*** Texto mostrado ***

Un análisis más detallado de la distribución por producto, al margen del impacto de la crisis alimentaría actual, permite ubicar que casi todos han tendido a disminuir su participación en el gasto, lo cual se asocia al incremento de precios y al deterioro del ingreso en los estratos más bajos lo que permite suponer el incremento de los niveles de subconsumo en ellos, ya que en los estratos intermedios y superiores el gasto permanece casi constante. Así, el gasto en frutas disminuye de manea significativa a partir de 1996 sin recuperar el nivel que tenía en 1989; lo mismo ocurre con el huevo, aceites y grasas, pescados y mariscos, café y chocolate, tubérculos, aderezos, entre otros.

Si la población gasta menos por producto, significa que también consume menos y por ende la calidad de la alimentación en general tiende a deteriorarse y, al mismo tiempo, a recomponerse. El rubro de otros alimentos diversos ha incrementado su participación en el gasto, junto con el de bebidas alcohólicas y no alcohólicas; estos últimos rubros que si bien no tienen gran impacto en la estructura alimentaría de la población, sí influyen de alguna manera en una transición en el patrón de consumo al incorporar productos de características diferentes y reforzar el consumo de refrescos y de comida rápida. De todas formas, la transición está fuertemente determinada por la recuperación salarial, de manera particular entre los estratos más bajos, aunque en el caso de refrescos embotellados no parece presentarse una reversión.

Visto a partir del salario mínimo, el ingreso habría perdido ya más de la mitad de su valor nominal y no presenta posibilidades de recuperación en el corto plazo; los efectos más inmediatos se muestran en la alimentación, independientemente de que sea uno de los rubros que menor proclividad tienen a ser sacrificados por la población. La salida más inmediata es su recomposición en los niveles de gasto, pero las decisiones de los consumidores no se ven favorecidas debido al fuerte impulso de los alimentos chatarra propios de las economías de mercado.

 

5. El deterioro alimentario: una amenaza para el futuro de la sociedad mexicana

El Instituto Nacional de la Nutrición Salvador Zubirán (INNSZ) ha realizado una serie de encuestas sobre el estado que guardan las condiciones nutricionales de la población en México. Las primeras de ellas (1974, 1979,1989 y 1996) correspondieron al medio rural; para 1990, 1995 y 2000 elaboró un Índice de Riesgo Nutricional por municipio. Independientemente de la metodología empleada, la cual presenta variaciones en el número de indicadores considerados, la conclusión es que la población en situación de alto riesgo nutricional mantiene una proporción social y distribución territorial casi constante en la tercera parte de la población y abarca al centro y sur del país principalmente, aunque tiende a ramificarse por todo el territorio y sobretodo en zonas urbanas. Al relacionarlo con el costo de los alimentos y el deterioro del poder adquisitivo, comprendería más de la mitad de la población, abarca los cinco primeros estratos de ingreso en diferentes niveles de riesgo y coincide con el incremento de la pobreza en el país (INNSZ, 2000).

***

*Objetivo*.
Traduce al inglés esta oración del texto sobre el gasto alimentario en México: "El Instituto Nacional de la Nutrición Salvador Zubirán (INNSZ) ha realizado una serie de encuestas sobre el estado que guardan las condiciones nutricionales de la población en México."

*** Extractos de líneas ***

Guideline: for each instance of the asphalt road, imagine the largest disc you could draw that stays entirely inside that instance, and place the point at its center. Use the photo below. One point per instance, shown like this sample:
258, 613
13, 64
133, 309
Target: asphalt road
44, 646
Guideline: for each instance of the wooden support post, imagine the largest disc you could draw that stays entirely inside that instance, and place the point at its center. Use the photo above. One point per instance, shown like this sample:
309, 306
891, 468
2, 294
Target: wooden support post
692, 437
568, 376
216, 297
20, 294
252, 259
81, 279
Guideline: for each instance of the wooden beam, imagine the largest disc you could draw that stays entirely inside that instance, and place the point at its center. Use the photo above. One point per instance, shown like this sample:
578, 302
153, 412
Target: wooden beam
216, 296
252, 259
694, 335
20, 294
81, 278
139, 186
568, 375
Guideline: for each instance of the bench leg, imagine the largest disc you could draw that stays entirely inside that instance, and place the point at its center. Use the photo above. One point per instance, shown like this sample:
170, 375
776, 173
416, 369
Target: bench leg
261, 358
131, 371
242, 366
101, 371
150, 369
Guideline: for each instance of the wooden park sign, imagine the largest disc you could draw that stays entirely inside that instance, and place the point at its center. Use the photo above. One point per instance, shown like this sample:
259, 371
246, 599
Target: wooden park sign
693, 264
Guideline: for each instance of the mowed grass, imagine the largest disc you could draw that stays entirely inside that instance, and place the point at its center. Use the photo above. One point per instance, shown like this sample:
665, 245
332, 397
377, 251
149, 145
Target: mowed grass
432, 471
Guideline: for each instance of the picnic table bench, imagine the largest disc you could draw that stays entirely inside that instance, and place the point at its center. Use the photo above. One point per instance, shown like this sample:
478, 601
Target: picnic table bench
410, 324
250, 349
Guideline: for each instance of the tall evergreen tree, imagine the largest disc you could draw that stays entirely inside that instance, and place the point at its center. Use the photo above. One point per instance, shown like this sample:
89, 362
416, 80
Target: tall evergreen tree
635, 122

***

*Respuesta*.
The Salvador Zubirán National Institute of Nutrition (INNSZ) has carried out a series of surveys on the state of the nutritional conditions of the population in Mexico.